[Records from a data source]

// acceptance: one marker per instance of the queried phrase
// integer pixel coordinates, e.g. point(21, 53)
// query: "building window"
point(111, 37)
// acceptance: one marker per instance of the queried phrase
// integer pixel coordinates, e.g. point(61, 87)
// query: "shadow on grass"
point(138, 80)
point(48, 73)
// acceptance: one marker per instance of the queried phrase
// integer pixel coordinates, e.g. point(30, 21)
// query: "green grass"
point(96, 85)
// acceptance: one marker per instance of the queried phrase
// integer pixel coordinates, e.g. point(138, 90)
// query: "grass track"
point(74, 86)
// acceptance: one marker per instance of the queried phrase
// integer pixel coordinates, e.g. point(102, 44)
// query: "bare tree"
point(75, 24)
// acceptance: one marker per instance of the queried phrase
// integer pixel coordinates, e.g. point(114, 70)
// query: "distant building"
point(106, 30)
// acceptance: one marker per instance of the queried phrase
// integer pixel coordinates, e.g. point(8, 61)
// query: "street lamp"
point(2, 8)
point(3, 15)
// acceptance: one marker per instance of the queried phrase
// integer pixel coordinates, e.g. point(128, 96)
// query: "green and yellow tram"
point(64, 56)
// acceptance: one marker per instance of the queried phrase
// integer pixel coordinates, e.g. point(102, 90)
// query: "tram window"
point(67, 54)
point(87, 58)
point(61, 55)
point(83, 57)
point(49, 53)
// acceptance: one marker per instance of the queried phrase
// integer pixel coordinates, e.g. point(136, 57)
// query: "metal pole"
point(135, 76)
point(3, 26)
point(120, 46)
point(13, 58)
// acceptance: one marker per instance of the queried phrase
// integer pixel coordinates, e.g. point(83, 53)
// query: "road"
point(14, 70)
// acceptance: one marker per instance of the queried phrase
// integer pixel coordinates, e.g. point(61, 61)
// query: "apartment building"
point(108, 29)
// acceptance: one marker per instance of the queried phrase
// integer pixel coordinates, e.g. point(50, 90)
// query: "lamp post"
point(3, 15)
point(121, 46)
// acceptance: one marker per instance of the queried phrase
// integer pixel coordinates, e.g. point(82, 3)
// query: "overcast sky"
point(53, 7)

■ **WHAT YOU HAVE TO DO**: Arrange all the items above as a CSV with two columns, "text" and "answer", one row per item. Put each field in quotes and replace any line breaks inside it with spaces.

■ **SOLVED EXERCISE**:
text,answer
"// acceptance: one marker per instance of the queried phrase // integer pixel coordinates, e.g. point(21, 53) // query: ""building window""","point(111, 37)"
"// acceptance: one marker per instance of the queried phrase // integer pixel coordinates, e.g. point(61, 87) // query: ""shadow on grass""","point(138, 80) point(48, 73)"
"// acceptance: one marker per instance of the queried phrase // integer pixel coordinates, e.g. point(30, 21) // query: ""green grass""","point(96, 85)"
"// acceptance: one marker per instance of the queried phrase // integer pixel coordinates, e.g. point(138, 90) // query: ""grass track""","point(74, 86)"
"// acceptance: one marker per instance of the queried phrase // integer pixel coordinates, e.g. point(102, 44) // query: ""bare tree""","point(75, 24)"
"// acceptance: one marker per instance of the queried phrase // integer pixel coordinates, e.g. point(114, 70) // query: ""distant building""","point(106, 30)"
"// acceptance: one marker per instance of the queried phrase // integer pixel coordinates, e.g. point(8, 61) // query: ""street lamp""","point(2, 8) point(3, 15)"
"// acceptance: one marker per instance of the queried phrase // integer pixel coordinates, e.g. point(128, 96) // query: ""green and yellow tram""","point(64, 56)"
"// acceptance: one marker per instance of the queried phrase // integer pixel coordinates, e.g. point(102, 90) // query: ""tram window""","point(67, 54) point(87, 58) point(61, 55) point(83, 57) point(49, 53)"
"// acceptance: one marker per instance of the queried phrase // integer pixel coordinates, e.g. point(136, 57) // query: ""metal pole""","point(135, 76) point(3, 26) point(120, 46) point(13, 58)"
"// acceptance: one marker per instance of the queried phrase // integer pixel coordinates, e.g. point(83, 53) // query: ""road""","point(14, 70)"
"// acceptance: one marker per instance of the queried phrase // integer pixel coordinates, e.g. point(61, 61) // query: ""apartment building""","point(108, 29)"
"// acceptance: one marker per instance of the queried phrase // integer pixel coordinates, e.g. point(50, 90) // query: ""lamp post""","point(3, 15) point(121, 46)"
"// acceptance: one marker per instance of the queried phrase // integer pixel coordinates, e.g. point(82, 3) // query: ""overcast sky""","point(53, 7)"